● Given text:
- Education: University of Colombo Ananda College Colombo
- Occupations: Professor and Head of the Department of Pediatrics at the University of Kelaniya, in Sri Lanka.
- Employer: University of Colombo
- Known for: Founder chairman of Sri Lanka’s National Child Protection Authority, Activist and legislator in Child Protection
- Title: Professor

= Harendra de Silva =

Sri Lankan pediatrician

Harendra de Silva is a pediatrician whose efforts have helped to create awareness of child abuse in Sri Lanka.

==Education==
de Silva was educated at Ananda College Colombo, before he entered the Faculty of Medicine, University of Colombo, where he obtained both an undergraduate Bachelor of Medicine, Bachelor of Surgery and later Doctor of Medicine.

● Activity:
Could you pick up the Harendra de Silva biography right after its last sentence, about his medical degrees, and continue it?

● Information given:

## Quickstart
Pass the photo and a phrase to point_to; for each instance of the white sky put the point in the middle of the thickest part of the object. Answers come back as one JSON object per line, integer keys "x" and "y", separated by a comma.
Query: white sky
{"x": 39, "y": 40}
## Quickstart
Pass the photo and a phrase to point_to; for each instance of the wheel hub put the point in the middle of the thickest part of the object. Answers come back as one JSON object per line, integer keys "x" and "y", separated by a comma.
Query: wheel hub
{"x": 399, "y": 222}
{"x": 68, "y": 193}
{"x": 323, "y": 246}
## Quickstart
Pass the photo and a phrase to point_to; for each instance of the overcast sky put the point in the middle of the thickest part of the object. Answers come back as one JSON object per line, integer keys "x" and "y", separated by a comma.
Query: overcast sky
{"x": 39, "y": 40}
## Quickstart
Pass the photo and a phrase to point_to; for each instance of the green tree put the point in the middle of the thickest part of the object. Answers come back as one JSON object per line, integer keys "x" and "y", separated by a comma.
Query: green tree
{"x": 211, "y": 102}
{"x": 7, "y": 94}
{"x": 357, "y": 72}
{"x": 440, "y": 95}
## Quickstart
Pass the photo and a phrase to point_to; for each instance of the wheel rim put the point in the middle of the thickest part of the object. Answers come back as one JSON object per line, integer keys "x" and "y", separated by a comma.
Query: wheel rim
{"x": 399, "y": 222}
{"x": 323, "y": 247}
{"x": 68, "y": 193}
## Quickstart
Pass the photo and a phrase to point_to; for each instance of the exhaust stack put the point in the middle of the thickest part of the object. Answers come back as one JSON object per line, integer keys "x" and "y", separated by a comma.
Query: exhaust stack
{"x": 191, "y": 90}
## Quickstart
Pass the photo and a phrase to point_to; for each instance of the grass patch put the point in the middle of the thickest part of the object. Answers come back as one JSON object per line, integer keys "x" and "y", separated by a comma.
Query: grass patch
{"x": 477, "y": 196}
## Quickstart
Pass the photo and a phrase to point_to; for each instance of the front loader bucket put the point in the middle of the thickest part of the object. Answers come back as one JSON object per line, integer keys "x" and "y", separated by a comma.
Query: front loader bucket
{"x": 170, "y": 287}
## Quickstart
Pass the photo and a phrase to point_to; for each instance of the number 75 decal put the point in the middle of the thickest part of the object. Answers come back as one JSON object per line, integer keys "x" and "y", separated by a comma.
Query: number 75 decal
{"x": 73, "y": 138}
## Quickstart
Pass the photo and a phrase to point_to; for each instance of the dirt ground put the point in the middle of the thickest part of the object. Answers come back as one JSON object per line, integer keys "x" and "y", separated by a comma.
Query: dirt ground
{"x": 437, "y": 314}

● Output below:
==Professional work==
de Silva was appointed to the Department of Paediatrics in Galle. He was the senior lecturer and subsequently became head of the department. de Silva became a professor of Paediatrics, moving to the University of Kelaniya in 1999. He was Chairman of the National Child Protection Authority and has been Chairman of the Presidential Task Force on Child Protection.

==Honours==
de Silva was awarded the 'Most Outstanding Asian Pediatrician Award' from the Asian Pediatrics Association and the Career Award from the International Society against Child Abuse and Neglect (USA). He was shortlisted for the 2011 British Medical Journal Group Lifetime Achievement Award.